§ WHAT YOU WILL DO: Your task is to filter the data below down to the lines holding "water".

Stored items
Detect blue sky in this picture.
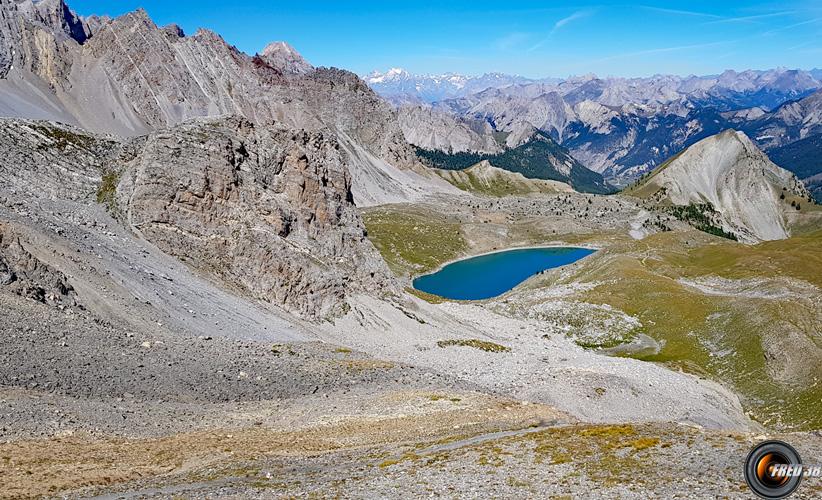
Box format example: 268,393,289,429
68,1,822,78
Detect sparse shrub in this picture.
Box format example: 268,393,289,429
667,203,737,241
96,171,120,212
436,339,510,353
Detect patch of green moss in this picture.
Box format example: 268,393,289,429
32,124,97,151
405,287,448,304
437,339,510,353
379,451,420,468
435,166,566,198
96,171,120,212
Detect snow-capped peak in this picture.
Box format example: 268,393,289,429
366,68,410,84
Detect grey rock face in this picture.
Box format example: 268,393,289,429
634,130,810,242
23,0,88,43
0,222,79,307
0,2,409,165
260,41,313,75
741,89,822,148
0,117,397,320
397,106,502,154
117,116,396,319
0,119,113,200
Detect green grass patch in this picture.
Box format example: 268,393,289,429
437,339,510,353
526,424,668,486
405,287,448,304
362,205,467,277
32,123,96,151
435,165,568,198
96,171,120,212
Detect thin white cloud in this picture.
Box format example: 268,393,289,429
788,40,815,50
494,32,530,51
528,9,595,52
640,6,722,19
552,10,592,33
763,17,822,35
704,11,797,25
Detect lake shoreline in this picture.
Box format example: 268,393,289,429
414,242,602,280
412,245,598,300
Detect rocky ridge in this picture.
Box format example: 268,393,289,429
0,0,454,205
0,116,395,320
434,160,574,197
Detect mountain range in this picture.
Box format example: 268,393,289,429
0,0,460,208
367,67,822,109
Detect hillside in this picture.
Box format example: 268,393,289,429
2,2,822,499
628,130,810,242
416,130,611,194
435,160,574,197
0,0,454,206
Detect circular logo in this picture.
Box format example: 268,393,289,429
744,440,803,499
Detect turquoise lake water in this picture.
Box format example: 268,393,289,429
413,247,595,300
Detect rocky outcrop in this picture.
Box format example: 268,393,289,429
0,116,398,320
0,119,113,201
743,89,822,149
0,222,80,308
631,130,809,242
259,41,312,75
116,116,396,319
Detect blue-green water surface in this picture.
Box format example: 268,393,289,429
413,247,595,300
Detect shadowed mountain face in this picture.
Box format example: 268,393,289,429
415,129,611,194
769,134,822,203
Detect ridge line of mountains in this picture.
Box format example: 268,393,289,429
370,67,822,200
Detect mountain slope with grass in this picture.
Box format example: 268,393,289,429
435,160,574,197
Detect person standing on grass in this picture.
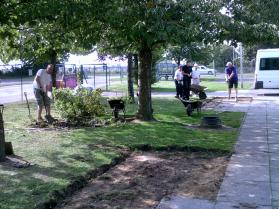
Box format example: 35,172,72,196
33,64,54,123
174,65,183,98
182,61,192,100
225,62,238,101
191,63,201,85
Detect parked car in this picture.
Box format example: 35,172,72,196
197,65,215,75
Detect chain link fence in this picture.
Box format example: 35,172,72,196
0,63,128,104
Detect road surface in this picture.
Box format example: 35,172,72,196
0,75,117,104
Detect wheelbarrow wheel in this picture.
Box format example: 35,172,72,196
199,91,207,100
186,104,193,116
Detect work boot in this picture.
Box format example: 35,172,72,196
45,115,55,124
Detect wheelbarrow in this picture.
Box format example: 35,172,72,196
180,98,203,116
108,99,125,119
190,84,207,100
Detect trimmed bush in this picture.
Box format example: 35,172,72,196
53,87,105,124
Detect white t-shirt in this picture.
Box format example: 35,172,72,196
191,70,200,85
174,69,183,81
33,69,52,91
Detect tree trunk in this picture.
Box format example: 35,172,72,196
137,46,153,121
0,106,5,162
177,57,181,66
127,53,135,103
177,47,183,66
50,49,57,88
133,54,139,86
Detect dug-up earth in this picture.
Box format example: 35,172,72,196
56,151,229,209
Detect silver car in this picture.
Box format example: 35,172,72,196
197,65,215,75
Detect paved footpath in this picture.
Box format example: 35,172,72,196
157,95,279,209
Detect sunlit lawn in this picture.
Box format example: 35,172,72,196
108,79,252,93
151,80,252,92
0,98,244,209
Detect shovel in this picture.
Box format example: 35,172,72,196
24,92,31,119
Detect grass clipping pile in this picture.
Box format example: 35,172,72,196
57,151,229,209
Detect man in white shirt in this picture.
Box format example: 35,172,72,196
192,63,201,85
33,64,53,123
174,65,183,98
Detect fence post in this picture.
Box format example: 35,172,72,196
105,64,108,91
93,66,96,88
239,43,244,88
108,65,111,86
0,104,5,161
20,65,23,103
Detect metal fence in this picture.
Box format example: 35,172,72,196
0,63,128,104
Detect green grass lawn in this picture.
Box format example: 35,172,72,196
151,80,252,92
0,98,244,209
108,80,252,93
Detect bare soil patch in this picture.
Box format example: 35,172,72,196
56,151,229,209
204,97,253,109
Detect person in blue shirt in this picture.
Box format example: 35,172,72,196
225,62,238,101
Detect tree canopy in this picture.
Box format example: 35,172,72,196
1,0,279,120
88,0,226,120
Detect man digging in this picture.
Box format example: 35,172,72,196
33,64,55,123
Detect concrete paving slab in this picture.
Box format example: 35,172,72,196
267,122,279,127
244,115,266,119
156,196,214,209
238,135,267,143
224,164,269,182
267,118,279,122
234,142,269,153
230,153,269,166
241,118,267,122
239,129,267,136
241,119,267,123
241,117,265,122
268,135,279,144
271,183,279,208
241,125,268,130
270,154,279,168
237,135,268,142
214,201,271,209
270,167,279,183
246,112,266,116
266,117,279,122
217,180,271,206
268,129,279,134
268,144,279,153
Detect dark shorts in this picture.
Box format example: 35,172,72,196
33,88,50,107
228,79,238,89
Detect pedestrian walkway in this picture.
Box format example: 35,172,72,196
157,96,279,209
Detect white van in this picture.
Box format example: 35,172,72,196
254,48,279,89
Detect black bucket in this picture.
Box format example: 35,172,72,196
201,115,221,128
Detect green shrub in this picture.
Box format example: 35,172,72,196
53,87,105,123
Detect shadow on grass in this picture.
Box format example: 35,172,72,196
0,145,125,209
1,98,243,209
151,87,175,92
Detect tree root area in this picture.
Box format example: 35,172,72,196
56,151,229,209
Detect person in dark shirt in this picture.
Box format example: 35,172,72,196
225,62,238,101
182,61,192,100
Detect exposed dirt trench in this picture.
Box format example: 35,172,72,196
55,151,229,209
* * *
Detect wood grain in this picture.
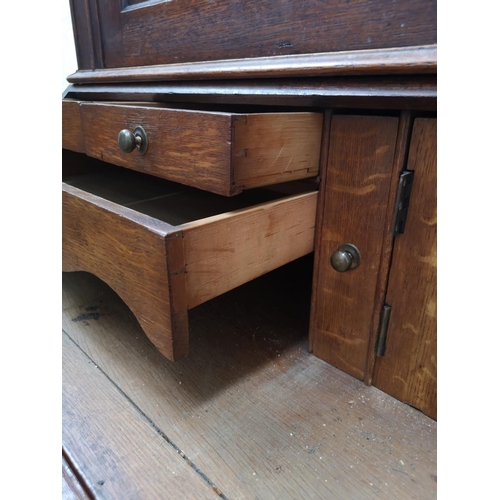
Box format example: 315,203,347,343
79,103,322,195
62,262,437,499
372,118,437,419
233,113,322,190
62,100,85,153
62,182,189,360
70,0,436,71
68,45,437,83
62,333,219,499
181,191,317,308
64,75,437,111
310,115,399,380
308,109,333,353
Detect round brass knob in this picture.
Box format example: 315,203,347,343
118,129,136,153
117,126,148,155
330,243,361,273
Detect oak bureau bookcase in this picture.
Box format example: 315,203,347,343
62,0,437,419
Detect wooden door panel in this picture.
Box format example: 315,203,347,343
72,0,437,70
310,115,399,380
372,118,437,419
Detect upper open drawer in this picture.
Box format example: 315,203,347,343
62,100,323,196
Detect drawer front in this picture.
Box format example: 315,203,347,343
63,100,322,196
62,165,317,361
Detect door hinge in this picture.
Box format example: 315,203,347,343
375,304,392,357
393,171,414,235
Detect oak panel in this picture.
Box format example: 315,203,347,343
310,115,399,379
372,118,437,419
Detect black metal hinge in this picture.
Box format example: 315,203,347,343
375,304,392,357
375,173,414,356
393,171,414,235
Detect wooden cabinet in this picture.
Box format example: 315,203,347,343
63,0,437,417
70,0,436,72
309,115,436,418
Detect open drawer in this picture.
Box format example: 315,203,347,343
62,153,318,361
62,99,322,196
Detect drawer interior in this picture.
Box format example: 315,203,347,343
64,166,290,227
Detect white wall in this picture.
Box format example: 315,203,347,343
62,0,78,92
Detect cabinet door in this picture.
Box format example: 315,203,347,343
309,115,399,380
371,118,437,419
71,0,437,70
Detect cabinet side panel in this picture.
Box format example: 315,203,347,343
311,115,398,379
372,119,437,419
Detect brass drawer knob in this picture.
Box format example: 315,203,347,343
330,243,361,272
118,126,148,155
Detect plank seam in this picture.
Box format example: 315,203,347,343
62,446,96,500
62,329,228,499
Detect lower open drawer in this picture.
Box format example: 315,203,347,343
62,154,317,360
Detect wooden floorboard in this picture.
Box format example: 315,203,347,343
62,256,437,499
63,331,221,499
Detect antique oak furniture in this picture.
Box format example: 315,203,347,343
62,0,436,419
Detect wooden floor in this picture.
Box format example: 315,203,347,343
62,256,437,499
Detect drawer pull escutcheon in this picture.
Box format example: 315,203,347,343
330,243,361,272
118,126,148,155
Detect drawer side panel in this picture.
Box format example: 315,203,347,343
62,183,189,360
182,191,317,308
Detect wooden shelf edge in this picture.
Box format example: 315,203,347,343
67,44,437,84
---
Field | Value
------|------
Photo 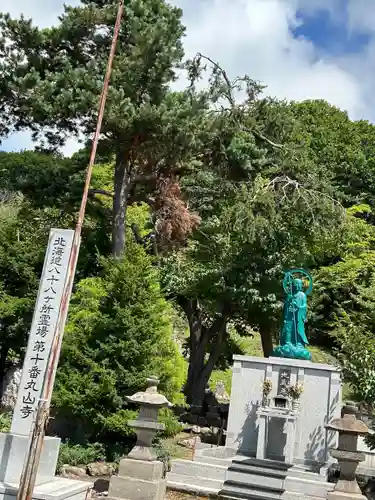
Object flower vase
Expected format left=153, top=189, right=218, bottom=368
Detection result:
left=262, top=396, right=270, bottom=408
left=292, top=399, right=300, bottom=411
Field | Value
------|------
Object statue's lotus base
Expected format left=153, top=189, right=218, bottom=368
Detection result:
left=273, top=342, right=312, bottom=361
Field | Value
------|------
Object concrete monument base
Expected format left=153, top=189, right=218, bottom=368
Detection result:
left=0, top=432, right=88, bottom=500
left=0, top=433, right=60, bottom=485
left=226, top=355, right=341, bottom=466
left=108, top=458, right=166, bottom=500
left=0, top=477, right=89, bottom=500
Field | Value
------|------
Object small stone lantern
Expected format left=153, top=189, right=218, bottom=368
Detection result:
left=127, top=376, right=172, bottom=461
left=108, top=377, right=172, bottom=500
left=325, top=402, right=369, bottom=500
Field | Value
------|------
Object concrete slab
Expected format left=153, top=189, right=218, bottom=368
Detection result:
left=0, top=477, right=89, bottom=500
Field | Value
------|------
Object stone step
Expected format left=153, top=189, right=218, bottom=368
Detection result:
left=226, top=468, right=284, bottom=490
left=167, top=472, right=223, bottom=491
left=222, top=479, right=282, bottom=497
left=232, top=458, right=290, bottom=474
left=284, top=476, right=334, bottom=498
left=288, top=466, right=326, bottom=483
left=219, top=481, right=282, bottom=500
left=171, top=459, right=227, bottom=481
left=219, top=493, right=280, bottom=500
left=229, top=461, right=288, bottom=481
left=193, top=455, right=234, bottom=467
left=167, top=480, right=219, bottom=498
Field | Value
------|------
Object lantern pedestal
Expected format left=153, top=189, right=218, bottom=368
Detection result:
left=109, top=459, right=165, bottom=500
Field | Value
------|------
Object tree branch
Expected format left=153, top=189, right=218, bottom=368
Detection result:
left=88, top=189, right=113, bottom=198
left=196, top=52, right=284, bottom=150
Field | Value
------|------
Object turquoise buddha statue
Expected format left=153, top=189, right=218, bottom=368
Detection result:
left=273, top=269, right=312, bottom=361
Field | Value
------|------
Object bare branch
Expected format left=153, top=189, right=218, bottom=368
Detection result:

§ ANSWER SECTION:
Detect turquoise lake water in this picture.
Detect blue-green water surface in this picture.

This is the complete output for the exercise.